● Goal of the exercise
Reproduce every line of the data below verbatim, with nothing altered, added, or left out.

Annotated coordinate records
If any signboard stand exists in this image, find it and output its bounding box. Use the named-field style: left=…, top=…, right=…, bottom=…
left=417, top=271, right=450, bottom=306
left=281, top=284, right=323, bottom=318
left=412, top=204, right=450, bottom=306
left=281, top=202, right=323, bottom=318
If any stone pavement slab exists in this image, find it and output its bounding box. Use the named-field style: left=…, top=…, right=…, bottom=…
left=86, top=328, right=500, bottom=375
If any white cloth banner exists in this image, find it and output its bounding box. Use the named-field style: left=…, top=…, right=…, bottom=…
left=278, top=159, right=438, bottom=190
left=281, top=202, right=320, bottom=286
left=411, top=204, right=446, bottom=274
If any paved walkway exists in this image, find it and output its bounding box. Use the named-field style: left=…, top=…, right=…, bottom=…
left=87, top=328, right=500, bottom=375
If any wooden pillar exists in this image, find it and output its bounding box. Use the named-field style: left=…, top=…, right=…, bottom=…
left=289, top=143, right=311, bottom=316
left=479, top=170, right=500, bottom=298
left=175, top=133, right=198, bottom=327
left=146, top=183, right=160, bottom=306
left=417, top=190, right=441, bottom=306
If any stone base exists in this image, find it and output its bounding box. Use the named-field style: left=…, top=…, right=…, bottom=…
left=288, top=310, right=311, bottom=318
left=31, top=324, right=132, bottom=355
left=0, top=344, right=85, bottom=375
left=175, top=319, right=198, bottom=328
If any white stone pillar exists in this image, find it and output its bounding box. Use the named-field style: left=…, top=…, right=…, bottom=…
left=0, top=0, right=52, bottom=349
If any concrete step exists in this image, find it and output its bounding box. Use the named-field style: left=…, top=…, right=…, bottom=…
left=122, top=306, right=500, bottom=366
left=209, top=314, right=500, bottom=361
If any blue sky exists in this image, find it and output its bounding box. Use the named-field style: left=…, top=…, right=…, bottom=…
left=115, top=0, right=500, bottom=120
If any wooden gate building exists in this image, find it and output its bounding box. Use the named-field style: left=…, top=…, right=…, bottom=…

● Written response
If any signboard stand exists in this image, find it and output its bounding box. Use the named-field style: left=…, top=…, right=…, bottom=…
left=417, top=271, right=450, bottom=306
left=281, top=284, right=323, bottom=318
left=412, top=204, right=450, bottom=306
left=281, top=202, right=323, bottom=318
If any stone pavement slab exists in this image, find it and output its bounding box. Use the named-field style: left=…, top=…, right=…, bottom=…
left=86, top=328, right=500, bottom=375
If any white cloth banner exists in this image, find it and output its bounding box. Use the named-field style: left=…, top=…, right=…, bottom=…
left=278, top=159, right=438, bottom=190
left=281, top=202, right=320, bottom=286
left=411, top=204, right=446, bottom=274
If any paved walkway exists in this image, find it and output its bounding box. Use the named-field style: left=…, top=…, right=…, bottom=…
left=87, top=328, right=500, bottom=375
If any wooden pillar exists in this image, find it and output its bounding box. Use the named-field style: left=…, top=…, right=…, bottom=…
left=289, top=143, right=311, bottom=316
left=479, top=170, right=500, bottom=298
left=175, top=133, right=198, bottom=327
left=146, top=183, right=160, bottom=306
left=417, top=190, right=441, bottom=306
If any stone base exists in this image, find it and output its bounding box. Use the named-field style: left=…, top=…, right=…, bottom=…
left=288, top=310, right=311, bottom=318
left=31, top=324, right=132, bottom=355
left=0, top=344, right=85, bottom=375
left=175, top=319, right=198, bottom=328
If any white stone pillar exists in this image, find it and output its bounding box. Use the named-field style: left=…, top=…, right=…, bottom=…
left=0, top=0, right=52, bottom=349
If any concrete step exists in this image, find it and output its bounding box. Use the named-field style: left=…, top=…, right=…, bottom=…
left=122, top=306, right=500, bottom=366
left=209, top=314, right=500, bottom=361
If any blue sky exists in this image, find it and output its bounding box. Use the named-field style: left=…, top=…, right=…, bottom=…
left=115, top=0, right=500, bottom=120
If any wooden gate building exists in this image, find it and output its bounding box. Use the named-field style: left=…, top=…, right=…, bottom=…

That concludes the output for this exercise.